## [GIVEN REQUEST]
Transcribe the entries that follow exactly as they appear, minus pictures.

## [DATASET ROWS]
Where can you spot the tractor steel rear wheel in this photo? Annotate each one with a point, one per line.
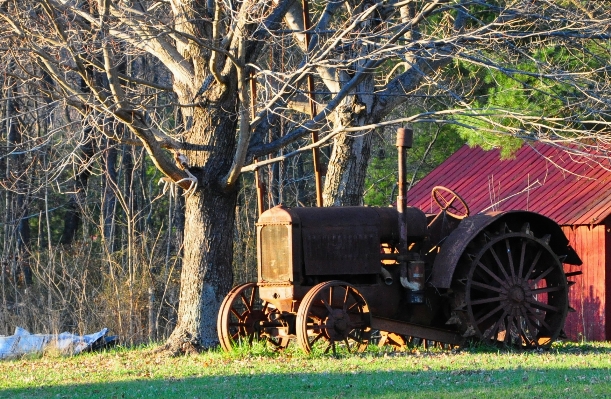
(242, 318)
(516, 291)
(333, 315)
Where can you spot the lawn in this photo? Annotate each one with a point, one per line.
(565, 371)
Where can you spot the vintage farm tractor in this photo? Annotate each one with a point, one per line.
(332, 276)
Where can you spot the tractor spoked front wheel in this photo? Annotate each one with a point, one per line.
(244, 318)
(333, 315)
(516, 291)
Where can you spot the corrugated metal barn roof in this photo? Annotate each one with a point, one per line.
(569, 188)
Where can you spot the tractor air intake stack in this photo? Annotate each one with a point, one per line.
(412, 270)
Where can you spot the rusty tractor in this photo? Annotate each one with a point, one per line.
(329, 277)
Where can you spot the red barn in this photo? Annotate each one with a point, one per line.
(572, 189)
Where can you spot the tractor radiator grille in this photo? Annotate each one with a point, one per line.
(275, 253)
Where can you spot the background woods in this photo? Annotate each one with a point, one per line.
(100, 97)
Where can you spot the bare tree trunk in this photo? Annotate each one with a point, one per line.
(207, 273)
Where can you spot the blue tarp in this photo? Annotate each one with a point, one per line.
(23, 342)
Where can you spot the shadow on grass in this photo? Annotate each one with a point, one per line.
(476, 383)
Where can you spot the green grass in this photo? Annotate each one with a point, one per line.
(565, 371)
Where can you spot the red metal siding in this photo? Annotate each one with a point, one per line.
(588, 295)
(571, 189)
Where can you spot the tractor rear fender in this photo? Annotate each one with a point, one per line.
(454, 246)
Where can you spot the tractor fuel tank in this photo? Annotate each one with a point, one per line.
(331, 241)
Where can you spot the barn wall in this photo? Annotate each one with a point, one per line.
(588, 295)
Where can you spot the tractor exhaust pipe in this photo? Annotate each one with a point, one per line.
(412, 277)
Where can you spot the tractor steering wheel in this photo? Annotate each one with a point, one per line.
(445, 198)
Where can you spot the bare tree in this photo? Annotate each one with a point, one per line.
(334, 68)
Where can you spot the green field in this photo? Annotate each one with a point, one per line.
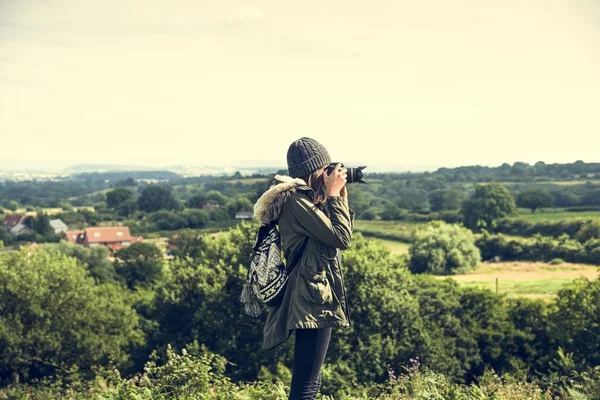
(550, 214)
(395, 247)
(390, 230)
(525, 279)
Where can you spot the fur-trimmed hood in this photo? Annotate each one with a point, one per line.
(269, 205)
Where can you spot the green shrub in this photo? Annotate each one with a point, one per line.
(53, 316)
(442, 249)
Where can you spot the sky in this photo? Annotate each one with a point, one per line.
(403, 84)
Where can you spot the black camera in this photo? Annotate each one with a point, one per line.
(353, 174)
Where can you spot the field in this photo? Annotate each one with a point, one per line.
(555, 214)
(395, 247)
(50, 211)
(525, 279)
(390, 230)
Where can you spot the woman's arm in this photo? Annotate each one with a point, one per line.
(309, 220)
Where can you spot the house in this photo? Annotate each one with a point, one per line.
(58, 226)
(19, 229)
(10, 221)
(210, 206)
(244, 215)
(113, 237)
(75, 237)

## [EXERCISE OUTPUT]
Where can you spot the tractor steel rear wheel in this photo? Annotate each one with a point, one per line.
(242, 318)
(516, 291)
(333, 315)
Where can you spot the lawn in this photo? Annotate each one with a point, one per line.
(565, 371)
Where can you spot the vintage farm tractor in this photo? Annotate each one with a point, one per line.
(332, 276)
Where can you spot the tractor spoked front wheel in this photo? Annotate each one with a point, one per line.
(244, 318)
(333, 315)
(516, 291)
Where can you spot the corrugated metal barn roof in this photo? Annotate each one with a point, one per line.
(569, 188)
Where can you spot the tractor air intake stack in this photo? Annotate each one with a point, one per line.
(412, 270)
Where can you spot the rusty tractor in this photo? Annotate each one with a point, one per line.
(329, 277)
Where can you spot the red barn in this photo? Annotate each one with a point, one per line.
(572, 189)
Where can you spot the tractor radiator grille in this photo? Annotate each one with a point, one per line.
(275, 253)
Where can you spot the background woods in this photo? Annotate each one with a point, one per line.
(100, 97)
Where can you spot the bare tree trunk in this photo? Annotate each one with a point, one per line.
(207, 273)
Where can you spot the blue tarp in this photo? Annotate each one with a point, one per line.
(23, 342)
Where can you spot the shadow on grass in this photo? Annotate each one with a point, one per line.
(476, 383)
Where can you spot the green grass in this photo? Annotate each one with a point, one per line.
(565, 371)
Where can you spot the red metal siding in this photo? Annotate each one with a point, one per line.
(588, 295)
(571, 189)
Where can you spot the tractor rear fender in this photo? Annotate each one with a point, one per line.
(454, 246)
Where can you spot the tractor fuel tank in this photo? Annotate each one with a point, one per line.
(331, 241)
Where can you spot the barn wall in this photo? Annotate each one with a point, one per line.
(588, 295)
Where can you spot the tractor exhaust pipe in this photo? Annotate each one with a point, one per line.
(412, 277)
Where can you spot the tractor steering wheel in this photo? Annotate each one with a point, one per line.
(445, 198)
Where can you spot the bare tree in this photo? Annotate each one with a point, one per line.
(334, 68)
Where can you spot the green field in this photo? Annotate each one with a point, one per line.
(550, 214)
(395, 247)
(390, 230)
(525, 279)
Where can you spot the fur-trimmed hood in this photo? Annotate each one with a point, one per line.
(269, 205)
Where can you spot the green shrub in this photo? Annotate each one with a point, one per line.
(53, 316)
(442, 249)
Where can you spot the sky in this photo? Annotate each one with a point, one per line.
(403, 84)
Where can you spot the black camera in this photo? Annotate each one with a point, one per line.
(353, 174)
Where can you spot the field in this photo? Annotate each one with a point, one per line.
(555, 214)
(395, 247)
(50, 211)
(525, 279)
(390, 230)
Where can you spot the woman's arm in this photo? Annotate each one with a point, one per line.
(309, 220)
Where can you spot the house in this photo? Annotate each one with a point, one per line.
(58, 226)
(19, 229)
(10, 221)
(210, 206)
(244, 215)
(113, 237)
(75, 237)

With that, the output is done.